__The data__:

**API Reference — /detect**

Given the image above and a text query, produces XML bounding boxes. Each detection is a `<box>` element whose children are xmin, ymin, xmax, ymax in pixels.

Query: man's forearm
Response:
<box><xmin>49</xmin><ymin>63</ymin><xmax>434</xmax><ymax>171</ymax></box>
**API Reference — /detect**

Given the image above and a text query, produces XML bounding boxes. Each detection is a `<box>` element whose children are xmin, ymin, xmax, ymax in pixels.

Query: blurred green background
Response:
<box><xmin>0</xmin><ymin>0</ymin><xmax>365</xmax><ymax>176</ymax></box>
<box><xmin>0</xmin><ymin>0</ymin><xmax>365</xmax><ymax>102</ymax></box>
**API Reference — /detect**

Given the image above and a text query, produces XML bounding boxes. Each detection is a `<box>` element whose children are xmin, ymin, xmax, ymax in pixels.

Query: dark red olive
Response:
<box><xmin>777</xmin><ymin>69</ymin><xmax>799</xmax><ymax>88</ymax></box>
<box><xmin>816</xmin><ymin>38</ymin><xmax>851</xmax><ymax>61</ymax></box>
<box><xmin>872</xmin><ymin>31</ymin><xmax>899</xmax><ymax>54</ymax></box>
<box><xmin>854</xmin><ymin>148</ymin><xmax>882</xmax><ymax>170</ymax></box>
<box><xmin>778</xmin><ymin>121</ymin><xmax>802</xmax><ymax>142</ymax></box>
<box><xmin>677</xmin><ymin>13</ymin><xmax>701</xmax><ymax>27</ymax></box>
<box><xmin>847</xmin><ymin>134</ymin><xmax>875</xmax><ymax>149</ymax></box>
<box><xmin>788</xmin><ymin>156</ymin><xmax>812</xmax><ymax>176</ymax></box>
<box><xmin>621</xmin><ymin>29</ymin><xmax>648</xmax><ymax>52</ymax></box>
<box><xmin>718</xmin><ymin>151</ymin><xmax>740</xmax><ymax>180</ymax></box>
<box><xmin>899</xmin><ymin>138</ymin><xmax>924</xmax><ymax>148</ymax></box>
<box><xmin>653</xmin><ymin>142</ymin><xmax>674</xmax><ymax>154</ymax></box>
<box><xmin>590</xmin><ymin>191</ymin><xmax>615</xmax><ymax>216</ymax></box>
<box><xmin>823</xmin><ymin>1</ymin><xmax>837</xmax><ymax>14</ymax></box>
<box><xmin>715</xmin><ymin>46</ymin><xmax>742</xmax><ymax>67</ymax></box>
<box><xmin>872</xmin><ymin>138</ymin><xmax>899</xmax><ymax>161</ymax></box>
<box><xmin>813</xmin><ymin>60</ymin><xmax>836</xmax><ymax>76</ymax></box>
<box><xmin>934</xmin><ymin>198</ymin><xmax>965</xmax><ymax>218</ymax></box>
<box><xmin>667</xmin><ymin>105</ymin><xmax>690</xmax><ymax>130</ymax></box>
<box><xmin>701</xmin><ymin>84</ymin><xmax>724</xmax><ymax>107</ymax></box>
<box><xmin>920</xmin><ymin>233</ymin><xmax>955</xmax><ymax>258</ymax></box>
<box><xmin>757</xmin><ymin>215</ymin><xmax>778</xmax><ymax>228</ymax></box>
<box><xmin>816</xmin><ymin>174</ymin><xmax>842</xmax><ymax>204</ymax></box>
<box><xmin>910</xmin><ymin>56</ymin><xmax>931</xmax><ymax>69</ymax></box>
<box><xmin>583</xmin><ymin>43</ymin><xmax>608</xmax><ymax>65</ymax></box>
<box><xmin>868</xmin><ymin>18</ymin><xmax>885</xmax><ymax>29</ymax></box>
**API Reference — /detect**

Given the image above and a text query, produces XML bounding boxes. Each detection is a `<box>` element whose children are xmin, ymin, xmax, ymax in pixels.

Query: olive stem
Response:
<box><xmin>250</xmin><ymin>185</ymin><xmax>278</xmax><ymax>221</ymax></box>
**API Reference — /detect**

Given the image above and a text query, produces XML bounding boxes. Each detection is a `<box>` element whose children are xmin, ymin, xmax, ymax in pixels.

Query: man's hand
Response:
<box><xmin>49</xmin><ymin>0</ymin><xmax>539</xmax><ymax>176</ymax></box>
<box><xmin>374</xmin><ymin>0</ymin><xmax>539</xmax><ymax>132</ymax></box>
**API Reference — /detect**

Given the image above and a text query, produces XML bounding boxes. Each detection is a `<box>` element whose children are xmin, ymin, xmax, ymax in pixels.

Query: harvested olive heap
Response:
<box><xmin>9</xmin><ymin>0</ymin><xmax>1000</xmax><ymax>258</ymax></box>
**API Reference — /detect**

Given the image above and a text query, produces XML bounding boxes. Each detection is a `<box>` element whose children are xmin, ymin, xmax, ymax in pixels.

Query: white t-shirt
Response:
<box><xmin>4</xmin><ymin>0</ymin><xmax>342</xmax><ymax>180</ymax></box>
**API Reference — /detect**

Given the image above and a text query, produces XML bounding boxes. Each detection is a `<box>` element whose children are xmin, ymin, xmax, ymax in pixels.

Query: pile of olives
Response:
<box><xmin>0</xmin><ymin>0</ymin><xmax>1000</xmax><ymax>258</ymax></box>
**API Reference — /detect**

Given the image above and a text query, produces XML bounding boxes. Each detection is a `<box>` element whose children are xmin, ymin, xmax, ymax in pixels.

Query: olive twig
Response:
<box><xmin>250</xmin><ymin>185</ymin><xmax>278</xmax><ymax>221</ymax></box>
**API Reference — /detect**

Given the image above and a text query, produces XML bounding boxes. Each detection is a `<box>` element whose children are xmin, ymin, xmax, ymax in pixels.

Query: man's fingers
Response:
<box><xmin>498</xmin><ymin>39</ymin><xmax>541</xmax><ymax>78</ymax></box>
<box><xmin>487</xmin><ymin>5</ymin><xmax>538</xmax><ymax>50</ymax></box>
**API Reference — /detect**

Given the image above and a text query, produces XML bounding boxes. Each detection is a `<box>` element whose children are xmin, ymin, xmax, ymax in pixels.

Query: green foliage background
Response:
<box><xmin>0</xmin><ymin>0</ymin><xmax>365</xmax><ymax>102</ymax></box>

__Exercise__: Find every line in the items above that contains the string "green" and copy each one. Matching is case-sensitive.

__Expected output__:
Query: blurred green background
Query: green foliage background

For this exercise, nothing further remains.